**주어진 과제 1:**
수질자료 이상치 탐색에 관한 글에서 "방법: 본 연구에서 수질자료의" 구절이 있는 곳부터 인용을 시작해 "있는 것으로 분석되었다." 구절 다음에서 멈추세요.
**주어진 과제 2:**
수질자료 이상치 탐색에 관한 글의 저자 정보에 실린 저자를 모두 이름과 소속 기관을 함께 적어 나열하세요.

== 추출된 텍스트

앙상블 경험적 모드 분해를 이용한 수질자료의 이상치 탐색

박상수; 박노석; 김성수; 조귀래; 윤석민

추천

검색

질문

자료유형: 학술저널

저자정보: 박상수 (경상북도 보건환경연구원) 박노석 (경상대학교) 김성수 (한국수자원공사) 조귀래 (경상대학교) 윤석민 (경상대학교)

저널정보: 대한환경공학회 대한환경공학회지 대한환경공학회지 제43권 제3호

발행연도: 2021.3

수록면: 160 - 170 (11page)

이용수

📌

연구주제

📖

연구배경

🔬

연구방법

🏆

연구결과

초록· 키워드

오류제보하기

목적: 본 연구는 국내 상수도 자동수질측정망을 통해 수집되는 자료에서 발생 가능한 다양한 이상치들을 효율적으로 탐색 및 제거 위한 방법론을 제안하기 위해 수행되었다. 이를 위해 국내 G_정수장으로부터 수온자료를 수집하였으며, 수집된 자료를 대상으로 이상치 방법론에 따른 적용 효과를 검정하였다.
방법: 본 연구에서 수질자료의 이상치 탐색을 위해 적용한 분석 절차는 다음과 같다. 첫째, 수집된 수온자료에 대해 정규성 검정을 수행하고 정규성을 만족하는 경우 Z-score, 정규성을 만족하지 않는 경우 사분위수를 활용하여 이상치를 탐색하고 기존 방법론의 한계점에 대해 분석한다. 둘째, 수온자료에 대해 경험적 모드 분해 및 앙상블 경험적 모드 분해를 활용하여 고유진동함수들을 분해한 후 모드 믹싱에 발생에 대해 고찰한다. 최종적으로 고유진동함수들의 통계적 특성치를 활용해 이상치를 식별할 기준 고유진동함수 집단을 선별한 후 회귀분석과 Cook 통계량의 절사 기준을 활용해 이상치를 제거 및 보간 후 그 성능을 검증한다.
결과 및 토의 : 수온자료의 경우 정규성을 만족하지 못하며, 수정 사분위 방법을 적용하여 이상치 탐색을 수행한 결과 계절 성분 내에 분포하는 이상치들은 전혀 식별할 수 없다는 결과를 확인하였다. 경험적 모드 분해의 경우 이상치들의 효과로 인해 모드 믹싱 현상이 발생하였으나, 앙상블 경험적 모드 분해에서는 모드 믹싱이 해결되어 뚜렷한 계절 성분이 고유진동함수로서 분해되는 것으로 나타났다. 그리고 앙상블 모드 분해로부터 구해진 고유진동함수 중 원시 수온자료와 통계적 관계성이 높은 신호들을 합성하였다. 합성된 고유진동함수와 원시 수온자료를 활용해 회귀 모형을 개발하고, Cook 통계량 근간으로 이상치 탐색을 수행한 결과 계절 성분 내에 분포하는 다양한 이상치들을 효과적으로 탐색할 수 있는 것으로 분석되었다.
결론: 상수도 자동수질측정망을 통해 수집되는 자료들로부터 합리적인 통계분석 결과를 도출하기 위한 과정에서 이상치 탐색 작업은 필수적이라고 할 수 있다. 하지만 기존의 단변량 이상치 탐색 기법의 경우 고유 변동성이 강하게 분포하는 자료에 대해 이상치 탐색 성능이 현저히 떨어지며, 탐색된 이상치에 대한 내삽 방안도 제시하지 못한다는 한계가 명확하다. 반면, 본 연구에서 제시한 앙상블 경험적 모드 분해 및 회귀분석 기반의 이상치 탐색 방법은 고유 변동성이 강한 자료 내에 분포하는 이상치들에 대한 식별 성능이 뛰어나며, 통계적 절사 기준을 제시함에 따라 분석자의 주관적 판단을 최소화 할 수 있는 장점이 있다. 또한 앙상블 경험적 모드 분해 분석으로부터 구해진 고유진동함수들을 이용해 이상치 제거 후 자료 보간이 가능하다는 장점이 있다. 따라서 기존의 단변량 이상치 탐색 기법의 적용성에 대한 한계를 고려할 때 본 연구에서 제시한 이상치 탐색 및 보간 방안은 보다 효과적인 분석도구로서 적용 가능할 것으로 기대된다.

Objectives : This study was conducted to propose a new methodology for efficiently identifying and removing various outliers that occur in data collected through automated water quality monitoring systems. In the present study, water temperature data were collected from domestic G_water supply system, and the performance of the proposed methodology was tested for water temperature data collected from domestic G_water supply system.

====
== 수집된 데이터

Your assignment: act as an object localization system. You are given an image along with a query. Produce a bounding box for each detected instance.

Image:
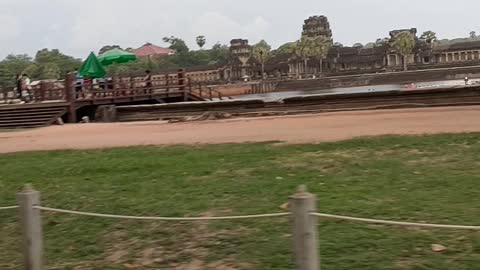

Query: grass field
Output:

====

**예상 답안 1:**
방법: 본 연구에서 수질자료의 이상치 탐색을 위해 적용한 분석 절차는 다음과 같다. 첫째, 수집된 수온자료에 대해 정규성 검정을 수행하고 정규성을 만족하는 경우 Z-score, 정규성을 만족하지 않는 경우 사분위수를 활용하여 이상치를 탐색하고 기존 방법론의 한계점에 대해 분석한다. 둘째, 수온자료에 대해 경험적 모드 분해 및 앙상블 경험적 모드 분해를 활용하여 고유진동함수들을 분해한 후 모드 믹싱에 발생에 대해 고찰한다. 최종적으로 고유진동함수들의 통계적 특성치를 활용해 이상치를 식별할 기준 고유진동함수 집단을 선별한 후 회귀분석과 Cook 통계량의 절사 기준을 활용해 이상치를 제거 및 보간 후 그 성능을 검증한다.
결과 및 토의 : 수온자료의 경우 정규성을 만족하지 못하며, 수정 사분위 방법을 적용하여 이상치 탐색을 수행한 결과 계절 성분 내에 분포하는 이상치들은 전혀 식별할 수 없다는 결과를 확인하였다. 경험적 모드 분해의 경우 이상치들의 효과로 인해 모드 믹싱 현상이 발생하였으나, 앙상블 경험적 모드 분해에서는 모드 믹싱이 해결되어 뚜렷한 계절 성분이 고유진동함수로서 분해되는 것으로 나타났다. 그리고 앙상블 모드 분해로부터 구해진 고유진동함수 중 원시 수온자료와 통계적 관계성이 높은 신호들을 합성하였다. 합성된 고유진동함수와 원시 수온자료를 활용해 회귀 모형을 개발하고, Cook 통계량 근간으로 이상치 탐색을 수행한 결과 계절 성분 내에 분포하는 다양한 이상치들을 효과적으로 탐색할 수 있는 것으로 분석되었다.

**예상 답안 2:**
- 박상수 (경상북도 보건환경연구원)
- 박노석 (경상대학교)
- 김성수 (한국수자원공사)
- 조귀래 (경상대학교)
- 윤석민 (경상대학교)